— Start —
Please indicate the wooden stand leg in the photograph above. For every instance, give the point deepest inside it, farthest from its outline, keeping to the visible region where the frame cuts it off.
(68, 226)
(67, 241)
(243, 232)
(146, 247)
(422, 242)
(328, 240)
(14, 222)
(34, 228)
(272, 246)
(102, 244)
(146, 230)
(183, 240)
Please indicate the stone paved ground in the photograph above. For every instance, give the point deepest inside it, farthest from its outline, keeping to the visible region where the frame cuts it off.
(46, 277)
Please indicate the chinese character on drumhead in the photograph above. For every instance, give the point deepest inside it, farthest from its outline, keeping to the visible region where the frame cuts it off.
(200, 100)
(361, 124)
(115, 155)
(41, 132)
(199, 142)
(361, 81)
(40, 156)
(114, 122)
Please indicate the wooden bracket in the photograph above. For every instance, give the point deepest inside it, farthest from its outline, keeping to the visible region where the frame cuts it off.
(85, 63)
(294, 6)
— End —
WHAT THIS TASK INVOLVES
Copy out the records above word for word, starting at the line that contains "Please indicate the wooden bracket" and continuing through the final line of the records.

CORRECT ANSWER
Please indicate the wooden bracket in the photograph above. For every instance, give the point deepest inside it, farthest from its outline, keeping to the visible region where the frame cuts it off.
(85, 63)
(294, 6)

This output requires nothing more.